#### [Stated problem]
Can you express every line of the entries below as a JSON list of strings, one string per line, with blank lines skipped and the pictures left out?

(Point annotation dataset records)
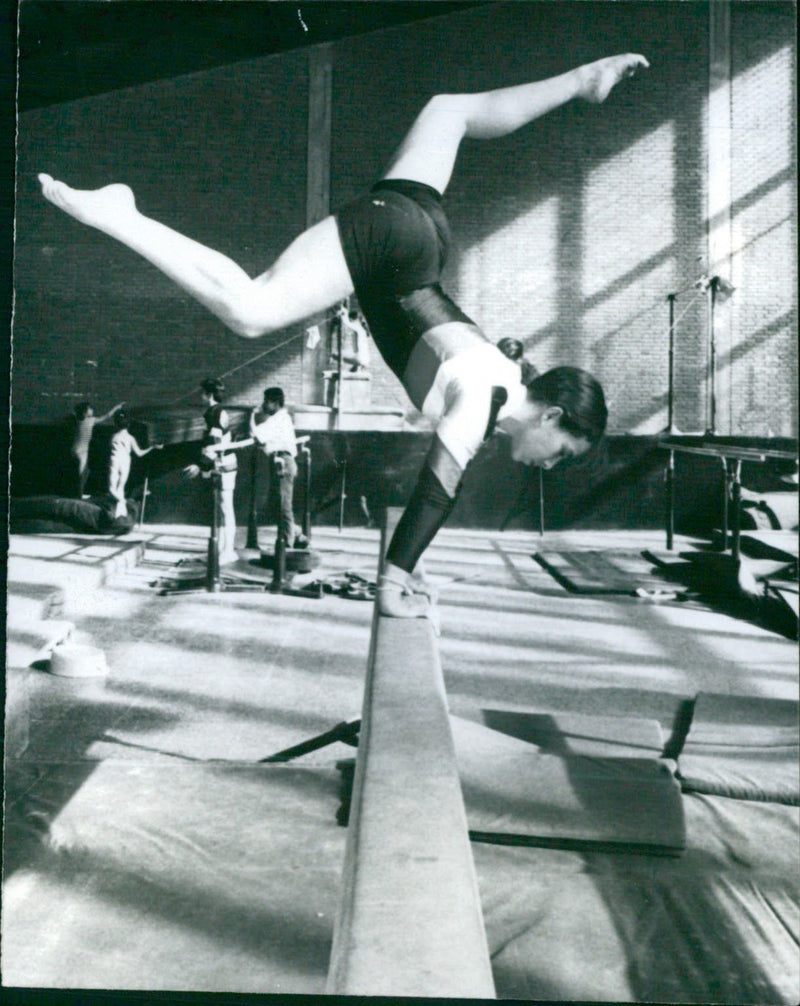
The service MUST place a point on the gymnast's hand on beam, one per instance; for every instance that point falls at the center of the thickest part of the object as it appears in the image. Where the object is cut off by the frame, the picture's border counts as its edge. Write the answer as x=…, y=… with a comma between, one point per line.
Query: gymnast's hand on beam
x=397, y=603
x=401, y=596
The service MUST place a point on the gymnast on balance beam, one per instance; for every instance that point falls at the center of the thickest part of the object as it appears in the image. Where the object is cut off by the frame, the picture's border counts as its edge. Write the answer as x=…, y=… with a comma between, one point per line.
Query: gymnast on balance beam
x=388, y=247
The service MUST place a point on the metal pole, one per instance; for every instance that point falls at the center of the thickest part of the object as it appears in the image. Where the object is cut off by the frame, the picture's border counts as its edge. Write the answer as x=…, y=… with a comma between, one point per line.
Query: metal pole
x=736, y=502
x=305, y=450
x=670, y=492
x=253, y=520
x=712, y=286
x=212, y=578
x=671, y=365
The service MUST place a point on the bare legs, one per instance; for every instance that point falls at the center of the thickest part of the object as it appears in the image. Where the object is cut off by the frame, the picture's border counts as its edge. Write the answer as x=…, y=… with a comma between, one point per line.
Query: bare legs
x=429, y=151
x=312, y=274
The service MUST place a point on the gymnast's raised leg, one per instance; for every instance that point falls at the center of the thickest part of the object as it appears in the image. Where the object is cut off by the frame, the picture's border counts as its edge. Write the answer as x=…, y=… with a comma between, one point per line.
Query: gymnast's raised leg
x=312, y=275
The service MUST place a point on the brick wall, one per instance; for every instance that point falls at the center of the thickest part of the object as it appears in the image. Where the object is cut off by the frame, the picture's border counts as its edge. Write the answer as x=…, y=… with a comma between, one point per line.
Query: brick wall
x=570, y=233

#### [Finished answer]
[
  "The service MUST place a point on the gymnast's hand on beam, one per instance; for every instance that point falls at the center of the thickest part of the object as it appears in the image. Where the object is cut off by the frame, the picture's border counts as its edge. Write the answer as x=…, y=… with a comma between, one point per line.",
  "Query: gymnast's hand on beam",
  "x=397, y=603",
  "x=401, y=596",
  "The service MUST place a point on the gymnast on balance beam, one per instance; for every instance that point falls at the center of the thickest part of the object as it appears in the image. Where the object is cut off by the frame, the picture's border counts as its edge. Write the answer as x=…, y=… with a comma between, one point per line.",
  "Query: gymnast on balance beam",
  "x=388, y=247",
  "The service MUST place a point on the metal pole, one per instance; for every instance that point falls at the center of the thickest part of the object as it appears in the image. Where the object is cut off by the frame, the picture's border counts as its edge. Write the answer as x=…, y=… with a comma between, one point per line.",
  "Query: metal pole",
  "x=736, y=502",
  "x=305, y=450",
  "x=670, y=492",
  "x=253, y=520",
  "x=712, y=286",
  "x=212, y=578",
  "x=671, y=365",
  "The service MUST place a point on the bare legs, one per instance; for every instance that point falls at the center of the thickest part of the object as it appears in the image. Where the object is cut off by the frame, the picture's border counts as its edge. Write the answer as x=…, y=… with a comma between, one point per line.",
  "Query: bare legs",
  "x=429, y=151",
  "x=312, y=274",
  "The service MUST place a point on the gymnast's raised leg, one per instance; for every instance that point falls at the center of the thickest part of the object as it appears in the image. Where the object is cut off by the frame, the picture's border counts as its edge. Write the answer as x=…, y=… with a comma between, one point per line.",
  "Query: gymnast's raised leg",
  "x=312, y=275",
  "The service MUST place a point on the brick wall, one per instance; for every instance that point falls at the center of the thickest part of the object as it appears in the image. Where the object is cut off by the frame, the picture's border counts as its edge. Write the answer as x=…, y=… with a comma between, one point per line.",
  "Query: brick wall",
  "x=570, y=233"
]